__Short problem A__
According to the CassandraMapper::Index documentation, which attribute specifies the column family that holds the indexing data?
__Short problem B__
Update the part of the CassandraMapper::Index documentation that begins at the words "For any given" and stops after "the column family.", replacing "indexed_class" with "target_class" throughout.

__Given text__
+ + + + + + +
Class: CassandraMapper::Index
- Defined in:
- lib/cassandra_mapper/indexing.rb
Overview
The fundamental implementation of an index in Cassandra. Once installed into the class to be indexed, the CassandraMapper::Index maintains index values for all instances of the indexed class as those instances are written out t the database.
For any given instance of an indexed class, CassandraMapper::Index will update the index information based on the following criteria:
-
The class being indexed should be provided through indexed_class. The index uses an observer under the hood to track state changes per instance, and therefore requires the indexed_class to be provided to hook into the observer/callback machinery. Additionally, the index needs to know the class to instantiate when reading objects out of the index.
-
The column family to contain the indexing data is specified with the column_family attribute. CassandraMapper::Index handles writes/removes to that column family directly; there is no need for a CassandraMapper::Base model fronting the column family.
+ + + + + + +
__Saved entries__

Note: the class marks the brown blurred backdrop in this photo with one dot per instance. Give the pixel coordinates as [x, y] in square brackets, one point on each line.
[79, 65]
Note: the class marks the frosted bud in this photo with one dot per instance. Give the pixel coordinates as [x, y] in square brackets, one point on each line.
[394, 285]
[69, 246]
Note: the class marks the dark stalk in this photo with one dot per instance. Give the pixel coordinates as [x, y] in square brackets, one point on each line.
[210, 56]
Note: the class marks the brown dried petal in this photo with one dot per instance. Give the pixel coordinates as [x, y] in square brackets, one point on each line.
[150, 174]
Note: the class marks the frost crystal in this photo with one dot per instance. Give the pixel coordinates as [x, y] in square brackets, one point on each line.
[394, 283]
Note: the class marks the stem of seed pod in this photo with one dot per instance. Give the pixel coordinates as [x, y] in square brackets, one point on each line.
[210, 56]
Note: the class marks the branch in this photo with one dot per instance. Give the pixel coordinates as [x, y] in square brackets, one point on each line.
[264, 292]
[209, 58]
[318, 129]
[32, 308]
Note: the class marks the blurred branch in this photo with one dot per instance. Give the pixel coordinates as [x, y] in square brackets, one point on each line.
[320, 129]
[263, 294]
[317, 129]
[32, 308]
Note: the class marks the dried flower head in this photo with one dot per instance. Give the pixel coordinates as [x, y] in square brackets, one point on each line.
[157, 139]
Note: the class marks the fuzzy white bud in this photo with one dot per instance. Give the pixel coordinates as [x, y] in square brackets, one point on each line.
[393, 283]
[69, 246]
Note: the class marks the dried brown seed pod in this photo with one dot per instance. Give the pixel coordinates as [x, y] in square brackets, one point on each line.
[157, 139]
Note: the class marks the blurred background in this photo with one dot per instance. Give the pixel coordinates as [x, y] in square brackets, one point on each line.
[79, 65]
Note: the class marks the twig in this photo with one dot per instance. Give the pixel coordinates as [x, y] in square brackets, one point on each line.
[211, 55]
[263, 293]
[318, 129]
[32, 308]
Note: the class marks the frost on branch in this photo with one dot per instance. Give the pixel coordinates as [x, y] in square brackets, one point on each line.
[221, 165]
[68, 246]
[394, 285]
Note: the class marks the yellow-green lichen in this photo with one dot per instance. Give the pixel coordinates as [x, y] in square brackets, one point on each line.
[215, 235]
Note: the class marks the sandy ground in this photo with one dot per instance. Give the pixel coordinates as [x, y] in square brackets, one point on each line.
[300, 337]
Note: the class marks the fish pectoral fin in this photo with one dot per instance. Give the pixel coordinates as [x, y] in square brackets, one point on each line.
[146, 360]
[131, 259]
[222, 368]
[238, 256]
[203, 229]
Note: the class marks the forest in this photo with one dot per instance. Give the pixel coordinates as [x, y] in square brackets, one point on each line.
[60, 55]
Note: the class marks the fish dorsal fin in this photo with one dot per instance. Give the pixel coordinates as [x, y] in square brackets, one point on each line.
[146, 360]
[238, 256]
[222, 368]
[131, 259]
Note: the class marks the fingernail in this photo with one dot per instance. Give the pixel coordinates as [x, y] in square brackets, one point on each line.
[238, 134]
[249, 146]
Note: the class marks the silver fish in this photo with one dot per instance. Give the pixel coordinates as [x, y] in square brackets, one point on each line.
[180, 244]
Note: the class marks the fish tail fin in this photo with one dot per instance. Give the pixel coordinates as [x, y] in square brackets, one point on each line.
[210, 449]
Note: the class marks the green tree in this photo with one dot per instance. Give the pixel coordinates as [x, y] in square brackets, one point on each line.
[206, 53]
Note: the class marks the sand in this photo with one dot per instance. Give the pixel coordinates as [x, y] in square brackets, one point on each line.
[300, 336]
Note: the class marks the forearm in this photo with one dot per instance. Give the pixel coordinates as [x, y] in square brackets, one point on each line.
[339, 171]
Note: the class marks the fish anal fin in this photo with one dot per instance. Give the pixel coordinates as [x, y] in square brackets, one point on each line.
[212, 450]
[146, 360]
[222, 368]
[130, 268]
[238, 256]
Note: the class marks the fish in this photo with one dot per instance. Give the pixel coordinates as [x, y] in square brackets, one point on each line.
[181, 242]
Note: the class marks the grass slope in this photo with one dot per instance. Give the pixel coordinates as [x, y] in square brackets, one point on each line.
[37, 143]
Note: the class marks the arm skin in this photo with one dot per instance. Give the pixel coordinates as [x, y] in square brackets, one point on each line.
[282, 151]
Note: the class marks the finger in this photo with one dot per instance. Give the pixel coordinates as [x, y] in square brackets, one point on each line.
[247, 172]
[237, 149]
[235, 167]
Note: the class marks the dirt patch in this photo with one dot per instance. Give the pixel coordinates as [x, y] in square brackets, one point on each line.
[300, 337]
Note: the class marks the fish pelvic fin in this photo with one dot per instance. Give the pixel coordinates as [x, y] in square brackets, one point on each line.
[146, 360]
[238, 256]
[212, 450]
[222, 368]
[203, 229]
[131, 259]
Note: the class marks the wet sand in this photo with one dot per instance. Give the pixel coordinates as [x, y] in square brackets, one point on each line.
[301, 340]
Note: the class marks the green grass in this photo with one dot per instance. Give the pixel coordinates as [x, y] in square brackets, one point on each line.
+ + + + + + +
__Written solution A__
The column_family attribute specifies it.

__Written solution B__
For any given instance of an indexed class, CassandraMapper::Index will update the index information based on the following criteria:
-
The class being indexed should be provided through target_class. The index uses an observer under the hood to track state changes per instance, and therefore requires the target_class to be provided to hook into the observer/callback machinery. Additionally, the index needs to know the class to instantiate when reading objects out of the index.
-
The column family to contain the indexing data is specified with the column_family attribute. CassandraMapper::Index handles writes/removes to that column family directly; there is no need for a CassandraMapper::Base model fronting the column family.